→ **Extrait présenté**:
========

Looking for Miss Playden

L’événement avait été jugé suffisamment important pour que l’on décide de mettre l’article en première page. Le samedi 5 juillet 1947, la «une» du Figaro littéraire titrait sur trois colonnes : «Dans un ranch de Californie, une vieille dame apprend qu’elle a été l’héroïne amoureuse d’un grand poète français». L’auteur du papier s’appelle Robert Goffin. Cet avocat belge est une personnalité forte et atypique. Ami de Boris Vian et de Louis Armstrong, il s’intéresse au jazz autant qu’à la poésie, deux sujets sur lesquels il publiera nombre d’ouvrages. Il vénère Guillaume Apollinaire et il a près de 50 ans lorsqu’il décide de retrouver celle qui a inspiré ses plus beaux poèmes, en particulier « La Chanson du Mal-aimé » et « L’Émigrant de Landor Road ».

La question le préoccupe depuis un certain temps. Les quelques bribes d’informations qu’il possède, très peu en réalité, il les tient du premier biographe d’Apollinaire, Pierre-Marcel Adéma. Cette inspiratrice s’appellerait Hayden ou Playden, serait fille d’un pasteur et aurait habité dans la banlieue de Londres, à Clapham.
Muni de ces seuls indices, Robert Goffin traverse le channel. Il devra mener son enquête avec la même sagacité que celle dont aurait fait preuve, dans les mêmes circonstances, son compatriote Hercule Poirot.

Est-ce pour se mettre dans l’ambiance des premiers vers de la Chanson du Mal-aimé («Un soir de demi-brume à Londres ») ? Il débarque dans la capitale anglaise par «un froid soir d’hiver avec du brouillard qui adoucissait les arêtes trop vives des maisons». Nous sommes en 1946. Londres se remet lentement de son éventrement par les attaques aériennes allemandes. Goffin décide de procéder méthodiquement. Avant tout il faut aller à Clapham. Il faut repérer les églises et les temples puisqu’on dit que la personne était fille de pasteur. Malgré le nombre important d’édifices religieux dans le quartier («beaucoup trop à mon goût !»), il sonne aux presbytères, questionne les servantes ou les femmes de ménage, demande si l’on a connu une personne portant ce nom. Sans résultat. Il est au bord du découragement lorsque le tintement d’une cloche venu d’une église peu visible attire son attention et qu’il croise un vieux pasteur à qui il pose bien entendu la question. Cette fois, il est récompensé de ses efforts. Le vieille homme affirme avoir connu «intimement» ce Playden et donne l’adresse d’une maison d’œuvre puritaine où il pourra sans doute en savoir plus.

========

→ **Données à traiter**:

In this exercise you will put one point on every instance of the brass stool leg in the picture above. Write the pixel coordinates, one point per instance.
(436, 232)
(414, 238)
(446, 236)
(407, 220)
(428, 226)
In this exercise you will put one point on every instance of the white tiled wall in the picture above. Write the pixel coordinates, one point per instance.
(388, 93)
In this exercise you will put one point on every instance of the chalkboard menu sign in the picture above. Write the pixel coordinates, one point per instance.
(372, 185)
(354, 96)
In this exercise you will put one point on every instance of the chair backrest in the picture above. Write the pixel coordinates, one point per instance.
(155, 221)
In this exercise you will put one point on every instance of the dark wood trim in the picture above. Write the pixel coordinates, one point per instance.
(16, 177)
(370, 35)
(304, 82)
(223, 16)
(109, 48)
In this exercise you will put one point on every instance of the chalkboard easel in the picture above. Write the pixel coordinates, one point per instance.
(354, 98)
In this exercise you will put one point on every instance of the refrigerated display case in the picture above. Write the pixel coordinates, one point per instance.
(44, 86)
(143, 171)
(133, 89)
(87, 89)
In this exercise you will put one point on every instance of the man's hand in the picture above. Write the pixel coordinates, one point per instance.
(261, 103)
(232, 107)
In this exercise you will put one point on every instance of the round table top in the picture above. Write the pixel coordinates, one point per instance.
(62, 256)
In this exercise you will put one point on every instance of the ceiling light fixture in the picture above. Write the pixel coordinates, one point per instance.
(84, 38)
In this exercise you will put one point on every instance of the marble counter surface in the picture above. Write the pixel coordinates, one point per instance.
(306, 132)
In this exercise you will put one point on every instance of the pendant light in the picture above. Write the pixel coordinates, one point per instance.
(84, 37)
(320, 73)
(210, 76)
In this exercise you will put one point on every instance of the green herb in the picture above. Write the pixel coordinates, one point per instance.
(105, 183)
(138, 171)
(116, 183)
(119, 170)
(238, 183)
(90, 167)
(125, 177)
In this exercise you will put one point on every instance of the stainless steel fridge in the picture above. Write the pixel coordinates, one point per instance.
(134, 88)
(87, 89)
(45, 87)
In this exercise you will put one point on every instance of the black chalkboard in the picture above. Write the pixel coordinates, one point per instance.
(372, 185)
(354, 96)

========

→ **Objectifs**:
1. D'après le texte sur la recherche de l'inspiratrice d'Apollinaire, en quelle année Robert Goffin débarque-t-il à Londres ?
2. Présentez sous forme de liste numérotée, sans les lignes vides, le passage des enregistrements qui va de la ligne contenant « of the round » jusqu'à la fin des enregistrements, ces deux bornes comprises.
Le texte et les enregistrements n'ont aucun lien entre eux.

→ **Solutions proposées**:
1. En 1946.

2.
1. In this exercise you will put one point on every instance of the round table top in the picture above. Write the pixel coordinates, one point per instance.
2. (62, 256)
3. In this exercise you will put one point on every instance of the ceiling light fixture in the picture above. Write the pixel coordinates, one point per instance.
4. (84, 38)
5. In this exercise you will put one point on every instance of the marble counter surface in the picture above. Write the pixel coordinates, one point per instance.
6. (306, 132)
7. In this exercise you will put one point on every instance of the pendant light in the picture above. Write the pixel coordinates, one point per instance.
8. (84, 37)
9. (320, 73)
10. (210, 76)
11. In this exercise you will put one point on every instance of the green herb in the picture above. Write the pixel coordinates, one point per instance.
12. (105, 183)
13. (138, 171)
14. (116, 183)
15. (119, 170)
16. (238, 183)
17. (90, 167)
18. (125, 177)
19. In this exercise you will put one point on every instance of the stainless steel fridge in the picture above. Write the pixel coordinates, one point per instance.
20. (134, 88)
21. (87, 89)
22. (45, 87)
23. In this exercise you will put one point on every instance of the black chalkboard in the picture above. Write the pixel coordinates, one point per instance.
24. (372, 185)
25. (354, 96)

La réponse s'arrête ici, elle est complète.